**Task details:**
Convert the records, starting at the beginning and ending at the line that contains "x=158, y=303", into a two-column CSV headed input and output. Give one row per record, with its text in input and its answer in output, each as a single quoted field with line breaks replaced by spaces, and leave the pictures out.

-- -- --

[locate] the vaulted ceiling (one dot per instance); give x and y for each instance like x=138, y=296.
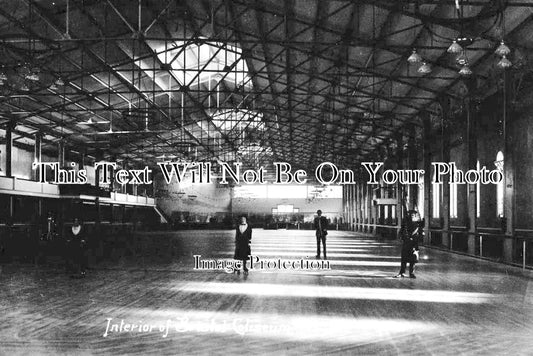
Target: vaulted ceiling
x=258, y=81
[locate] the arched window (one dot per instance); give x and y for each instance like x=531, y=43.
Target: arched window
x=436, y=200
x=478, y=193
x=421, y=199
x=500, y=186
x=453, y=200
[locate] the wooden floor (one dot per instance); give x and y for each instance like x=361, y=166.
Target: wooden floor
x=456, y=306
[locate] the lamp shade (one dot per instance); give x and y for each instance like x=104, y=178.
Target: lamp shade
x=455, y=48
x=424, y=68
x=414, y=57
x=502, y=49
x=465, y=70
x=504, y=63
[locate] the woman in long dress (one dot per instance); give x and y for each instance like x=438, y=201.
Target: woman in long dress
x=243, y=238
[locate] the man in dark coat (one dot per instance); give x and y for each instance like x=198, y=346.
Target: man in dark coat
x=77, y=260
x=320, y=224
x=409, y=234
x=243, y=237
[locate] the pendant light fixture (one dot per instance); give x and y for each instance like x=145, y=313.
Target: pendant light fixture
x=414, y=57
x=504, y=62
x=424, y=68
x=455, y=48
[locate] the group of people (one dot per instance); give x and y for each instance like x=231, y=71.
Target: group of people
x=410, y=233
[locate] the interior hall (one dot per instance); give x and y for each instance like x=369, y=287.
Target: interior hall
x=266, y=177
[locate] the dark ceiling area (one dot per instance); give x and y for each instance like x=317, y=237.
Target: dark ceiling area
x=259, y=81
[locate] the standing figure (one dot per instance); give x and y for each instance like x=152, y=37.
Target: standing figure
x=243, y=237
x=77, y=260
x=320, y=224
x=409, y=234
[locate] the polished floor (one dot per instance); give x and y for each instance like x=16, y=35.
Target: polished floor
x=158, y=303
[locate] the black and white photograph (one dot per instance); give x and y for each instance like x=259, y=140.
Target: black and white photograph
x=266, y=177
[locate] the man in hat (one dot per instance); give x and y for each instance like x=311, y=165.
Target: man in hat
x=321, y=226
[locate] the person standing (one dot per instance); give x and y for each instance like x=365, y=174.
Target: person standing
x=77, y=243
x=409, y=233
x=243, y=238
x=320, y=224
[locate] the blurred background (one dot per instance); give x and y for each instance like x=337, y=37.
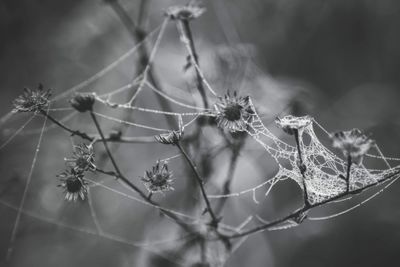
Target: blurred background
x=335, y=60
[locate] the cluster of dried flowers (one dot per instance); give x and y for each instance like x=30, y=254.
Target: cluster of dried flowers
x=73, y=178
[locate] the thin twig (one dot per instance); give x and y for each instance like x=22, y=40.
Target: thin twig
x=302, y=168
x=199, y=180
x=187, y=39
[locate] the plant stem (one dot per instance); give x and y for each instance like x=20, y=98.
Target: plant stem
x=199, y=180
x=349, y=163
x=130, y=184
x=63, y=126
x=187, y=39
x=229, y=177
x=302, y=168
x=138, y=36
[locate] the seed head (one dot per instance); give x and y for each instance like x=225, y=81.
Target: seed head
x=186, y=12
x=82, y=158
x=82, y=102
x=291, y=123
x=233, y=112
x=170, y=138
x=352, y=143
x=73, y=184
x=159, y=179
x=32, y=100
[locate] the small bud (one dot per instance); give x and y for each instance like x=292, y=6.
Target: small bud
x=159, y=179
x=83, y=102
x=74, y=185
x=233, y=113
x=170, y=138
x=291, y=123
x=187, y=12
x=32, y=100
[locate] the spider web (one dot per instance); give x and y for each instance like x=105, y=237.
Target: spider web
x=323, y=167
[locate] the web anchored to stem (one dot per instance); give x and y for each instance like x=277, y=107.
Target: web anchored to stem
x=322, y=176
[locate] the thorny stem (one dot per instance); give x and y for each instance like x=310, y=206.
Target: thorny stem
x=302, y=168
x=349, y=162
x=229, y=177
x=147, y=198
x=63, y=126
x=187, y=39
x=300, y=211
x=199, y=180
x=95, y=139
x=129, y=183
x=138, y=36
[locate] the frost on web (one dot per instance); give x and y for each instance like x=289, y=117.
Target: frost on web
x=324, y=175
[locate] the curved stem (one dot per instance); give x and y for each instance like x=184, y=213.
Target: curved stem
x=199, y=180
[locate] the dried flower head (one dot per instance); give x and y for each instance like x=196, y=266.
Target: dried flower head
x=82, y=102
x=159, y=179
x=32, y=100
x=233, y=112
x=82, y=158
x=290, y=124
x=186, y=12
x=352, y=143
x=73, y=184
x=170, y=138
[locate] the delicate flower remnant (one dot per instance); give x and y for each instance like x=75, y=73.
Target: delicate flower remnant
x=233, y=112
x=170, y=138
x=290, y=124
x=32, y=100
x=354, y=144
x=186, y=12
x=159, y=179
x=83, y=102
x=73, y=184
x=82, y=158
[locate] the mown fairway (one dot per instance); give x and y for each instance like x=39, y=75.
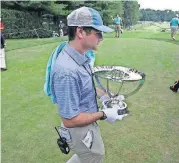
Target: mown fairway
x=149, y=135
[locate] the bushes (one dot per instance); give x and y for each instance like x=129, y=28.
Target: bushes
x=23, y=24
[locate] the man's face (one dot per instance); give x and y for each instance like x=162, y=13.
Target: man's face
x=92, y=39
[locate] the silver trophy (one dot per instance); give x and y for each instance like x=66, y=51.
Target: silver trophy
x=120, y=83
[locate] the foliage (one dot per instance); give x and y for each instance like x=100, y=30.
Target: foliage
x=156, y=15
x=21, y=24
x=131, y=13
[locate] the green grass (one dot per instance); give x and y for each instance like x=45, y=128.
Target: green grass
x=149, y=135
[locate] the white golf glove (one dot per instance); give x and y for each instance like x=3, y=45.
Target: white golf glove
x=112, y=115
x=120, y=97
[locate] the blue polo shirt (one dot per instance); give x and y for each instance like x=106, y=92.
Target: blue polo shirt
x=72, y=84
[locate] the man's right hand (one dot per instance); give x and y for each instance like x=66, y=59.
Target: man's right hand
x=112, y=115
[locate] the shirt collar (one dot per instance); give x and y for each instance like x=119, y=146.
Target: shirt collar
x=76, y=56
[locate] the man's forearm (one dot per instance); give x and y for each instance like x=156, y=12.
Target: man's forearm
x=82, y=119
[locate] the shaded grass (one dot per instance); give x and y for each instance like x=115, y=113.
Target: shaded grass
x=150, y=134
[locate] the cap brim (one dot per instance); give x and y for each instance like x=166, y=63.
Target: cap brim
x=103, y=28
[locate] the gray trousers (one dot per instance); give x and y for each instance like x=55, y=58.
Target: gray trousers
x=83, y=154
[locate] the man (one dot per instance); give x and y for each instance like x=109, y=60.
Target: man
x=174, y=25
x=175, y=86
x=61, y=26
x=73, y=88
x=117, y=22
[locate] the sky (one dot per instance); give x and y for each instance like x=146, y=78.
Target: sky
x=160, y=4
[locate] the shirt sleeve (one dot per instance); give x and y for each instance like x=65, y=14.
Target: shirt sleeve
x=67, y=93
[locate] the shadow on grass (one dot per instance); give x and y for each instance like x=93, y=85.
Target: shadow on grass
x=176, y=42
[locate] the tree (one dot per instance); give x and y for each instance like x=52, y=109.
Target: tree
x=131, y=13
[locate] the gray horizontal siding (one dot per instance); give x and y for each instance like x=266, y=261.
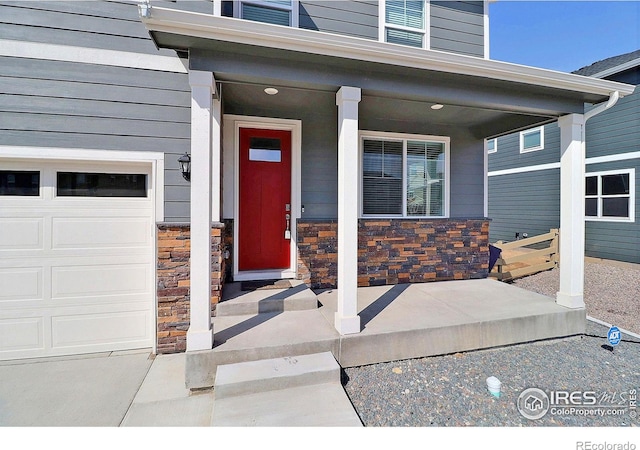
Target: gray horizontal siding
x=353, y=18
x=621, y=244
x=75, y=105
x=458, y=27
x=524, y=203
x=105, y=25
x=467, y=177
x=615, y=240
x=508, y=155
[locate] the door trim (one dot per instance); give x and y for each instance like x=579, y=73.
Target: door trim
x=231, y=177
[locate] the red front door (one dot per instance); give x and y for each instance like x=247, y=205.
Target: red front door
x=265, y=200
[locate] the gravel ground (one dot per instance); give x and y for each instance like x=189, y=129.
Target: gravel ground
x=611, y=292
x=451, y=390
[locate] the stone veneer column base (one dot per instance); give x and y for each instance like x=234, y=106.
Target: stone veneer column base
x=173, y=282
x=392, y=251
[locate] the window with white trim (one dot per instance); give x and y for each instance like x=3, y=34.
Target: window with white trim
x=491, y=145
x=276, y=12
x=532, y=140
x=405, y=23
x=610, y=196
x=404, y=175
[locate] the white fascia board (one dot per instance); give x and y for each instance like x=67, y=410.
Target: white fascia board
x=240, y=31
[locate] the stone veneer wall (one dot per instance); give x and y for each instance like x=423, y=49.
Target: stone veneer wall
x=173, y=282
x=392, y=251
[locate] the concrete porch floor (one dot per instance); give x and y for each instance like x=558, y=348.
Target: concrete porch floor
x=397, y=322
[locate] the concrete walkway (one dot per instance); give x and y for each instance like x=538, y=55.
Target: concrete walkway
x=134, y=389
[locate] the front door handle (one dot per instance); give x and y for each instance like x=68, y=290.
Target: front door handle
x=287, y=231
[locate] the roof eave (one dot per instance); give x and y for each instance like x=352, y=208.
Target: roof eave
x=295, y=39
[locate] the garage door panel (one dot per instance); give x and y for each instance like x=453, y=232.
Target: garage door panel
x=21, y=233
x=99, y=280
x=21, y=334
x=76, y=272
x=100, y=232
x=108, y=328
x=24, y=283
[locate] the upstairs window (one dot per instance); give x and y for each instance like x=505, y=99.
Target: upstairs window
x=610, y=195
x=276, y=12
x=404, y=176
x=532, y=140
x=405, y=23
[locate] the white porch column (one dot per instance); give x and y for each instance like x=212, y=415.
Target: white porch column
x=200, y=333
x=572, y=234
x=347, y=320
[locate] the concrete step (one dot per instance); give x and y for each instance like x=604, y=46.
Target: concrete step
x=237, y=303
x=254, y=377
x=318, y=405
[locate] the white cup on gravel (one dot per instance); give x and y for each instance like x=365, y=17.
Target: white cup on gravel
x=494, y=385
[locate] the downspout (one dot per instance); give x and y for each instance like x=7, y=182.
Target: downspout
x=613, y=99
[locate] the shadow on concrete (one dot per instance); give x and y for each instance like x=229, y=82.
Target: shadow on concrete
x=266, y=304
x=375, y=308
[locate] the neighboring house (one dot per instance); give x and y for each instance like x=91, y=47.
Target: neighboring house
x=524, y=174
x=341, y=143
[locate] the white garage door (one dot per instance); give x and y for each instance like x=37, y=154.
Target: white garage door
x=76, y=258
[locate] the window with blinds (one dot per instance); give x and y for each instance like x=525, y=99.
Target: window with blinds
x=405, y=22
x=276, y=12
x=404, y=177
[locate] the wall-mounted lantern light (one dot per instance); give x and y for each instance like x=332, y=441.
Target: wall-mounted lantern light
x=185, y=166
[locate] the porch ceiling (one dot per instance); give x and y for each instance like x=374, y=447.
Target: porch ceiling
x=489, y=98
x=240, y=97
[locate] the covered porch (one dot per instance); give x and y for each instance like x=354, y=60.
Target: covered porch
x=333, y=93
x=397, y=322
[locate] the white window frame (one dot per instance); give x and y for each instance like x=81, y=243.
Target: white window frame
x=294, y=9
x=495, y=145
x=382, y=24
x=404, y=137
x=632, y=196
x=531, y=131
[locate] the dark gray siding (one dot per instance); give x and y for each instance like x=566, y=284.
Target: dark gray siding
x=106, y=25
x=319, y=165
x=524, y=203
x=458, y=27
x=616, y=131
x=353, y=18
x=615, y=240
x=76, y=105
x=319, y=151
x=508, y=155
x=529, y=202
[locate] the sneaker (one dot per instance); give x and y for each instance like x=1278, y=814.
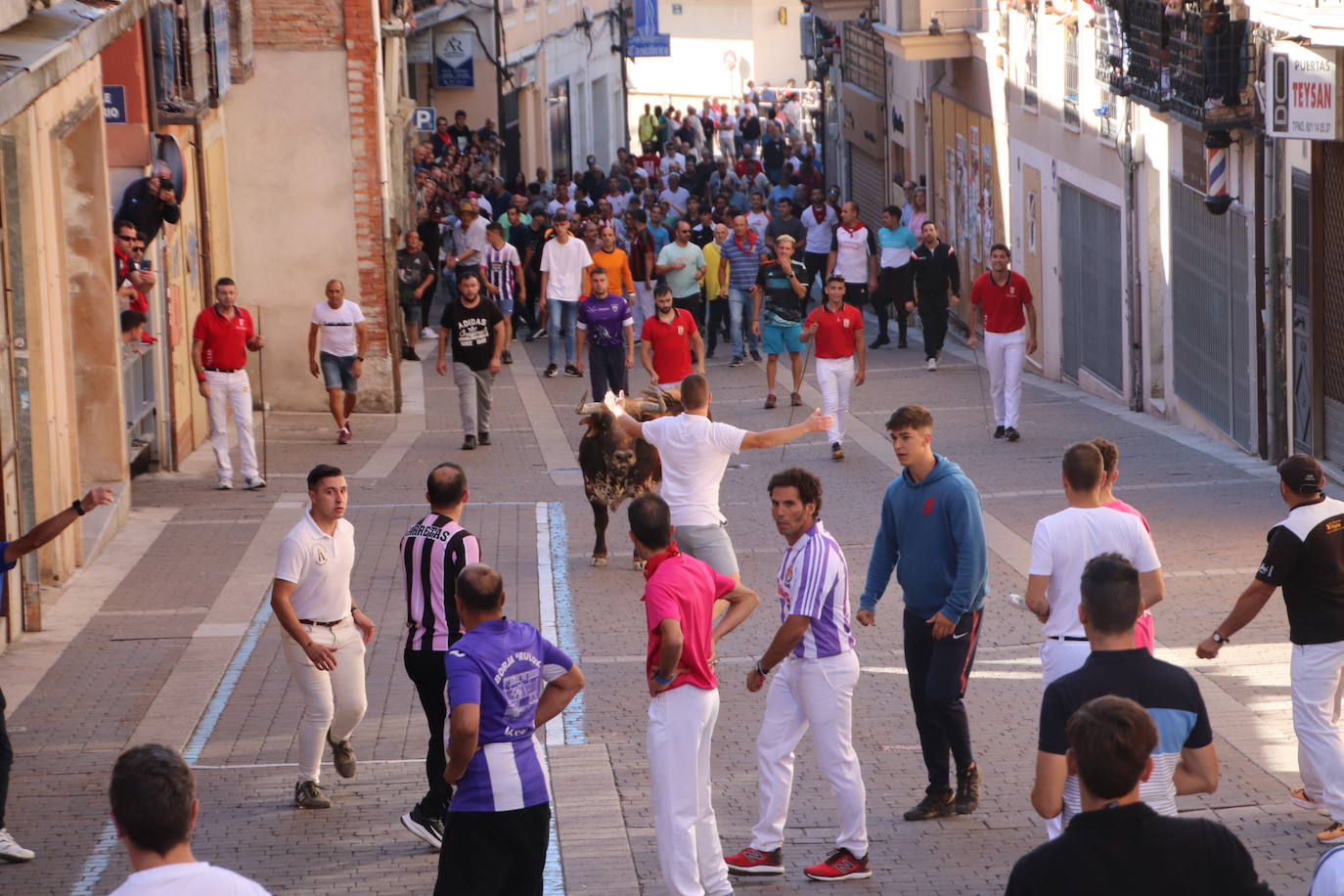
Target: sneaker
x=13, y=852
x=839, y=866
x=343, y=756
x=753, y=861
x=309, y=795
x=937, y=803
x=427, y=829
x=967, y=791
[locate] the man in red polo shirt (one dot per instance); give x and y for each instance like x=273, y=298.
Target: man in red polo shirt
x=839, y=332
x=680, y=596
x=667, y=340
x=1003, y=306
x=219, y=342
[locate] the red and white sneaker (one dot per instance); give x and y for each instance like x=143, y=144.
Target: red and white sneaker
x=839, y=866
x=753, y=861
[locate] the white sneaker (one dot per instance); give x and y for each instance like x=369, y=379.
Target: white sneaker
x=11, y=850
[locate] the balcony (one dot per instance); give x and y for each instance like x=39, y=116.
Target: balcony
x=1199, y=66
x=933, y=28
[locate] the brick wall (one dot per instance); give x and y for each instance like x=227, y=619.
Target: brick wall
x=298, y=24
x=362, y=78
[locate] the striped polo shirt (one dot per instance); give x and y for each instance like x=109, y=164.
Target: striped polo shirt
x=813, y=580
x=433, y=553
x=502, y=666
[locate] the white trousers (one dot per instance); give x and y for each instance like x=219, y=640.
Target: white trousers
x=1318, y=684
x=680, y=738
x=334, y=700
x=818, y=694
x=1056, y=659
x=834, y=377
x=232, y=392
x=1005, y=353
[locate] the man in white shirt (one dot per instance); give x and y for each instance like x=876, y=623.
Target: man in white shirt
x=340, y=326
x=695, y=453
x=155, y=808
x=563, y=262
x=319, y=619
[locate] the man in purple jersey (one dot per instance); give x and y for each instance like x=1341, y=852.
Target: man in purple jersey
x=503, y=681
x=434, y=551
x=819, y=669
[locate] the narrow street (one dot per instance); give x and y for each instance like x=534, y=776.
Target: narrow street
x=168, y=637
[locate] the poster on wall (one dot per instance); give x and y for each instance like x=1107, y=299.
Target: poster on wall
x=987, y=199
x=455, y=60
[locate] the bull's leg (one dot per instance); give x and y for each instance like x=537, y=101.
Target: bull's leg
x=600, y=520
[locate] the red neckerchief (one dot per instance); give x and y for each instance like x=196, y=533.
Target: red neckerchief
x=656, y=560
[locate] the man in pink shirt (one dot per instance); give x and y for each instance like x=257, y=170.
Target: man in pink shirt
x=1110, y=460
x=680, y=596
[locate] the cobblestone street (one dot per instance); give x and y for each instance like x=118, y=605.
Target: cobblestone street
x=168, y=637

-- -- --

**Correct result:**
input,output
"[locate] the vaulted ceiling (one dot per instance); give x and y for each instance like x=138, y=296. Target: vaulted ceiling","x=258, y=81"
"[locate] the arched window (one dot per instance); give x and y for each instance like x=531, y=43. Target: arched window","x=436, y=200 x=478, y=193 x=421, y=199 x=500, y=186 x=453, y=200"
"[locate] the wooden floor (one dot per instance); give x and y for each instance like x=361, y=166. Target: wooden floor","x=456, y=306"
"[locate] the lamp shade (one dot per instance); give x and y for each instance like x=104, y=178. Target: lamp shade","x=455, y=48 x=424, y=68 x=414, y=57 x=502, y=49 x=465, y=70 x=504, y=63"
"[locate] the woman in long dress (one dot per instance); give x and y for each instance like x=438, y=201. Target: woman in long dress","x=243, y=238"
"[locate] the man in dark coat (one dot per instance); give x and y for each instance like x=198, y=346. Target: man in dark coat","x=77, y=260 x=320, y=224 x=409, y=234 x=243, y=237"
"[locate] the pendant light fixture (one dot per instance); give x and y for each instance like x=145, y=313. Target: pendant light fixture","x=414, y=57 x=504, y=62 x=424, y=68 x=455, y=48"
"[locate] the group of people (one dot per instance); give x and y for each instance like x=231, y=71. Target: group of people","x=410, y=233"
"[locate] the interior hall (one dot per instance); give x and y for each instance like x=369, y=287. Target: interior hall","x=266, y=177"
"[locate] the dark ceiling area (one dot per instance); give x and y for each instance like x=317, y=237. Target: dark ceiling area","x=259, y=81"
"[locate] the standing figure (one dot per instance); give x and y for each instance like x=152, y=37. Target: standing figure","x=243, y=237 x=77, y=260 x=320, y=224 x=409, y=234"
"[locate] the polished floor (one dot per instance); give x and y for each instance like x=16, y=35. Target: polished floor","x=158, y=303"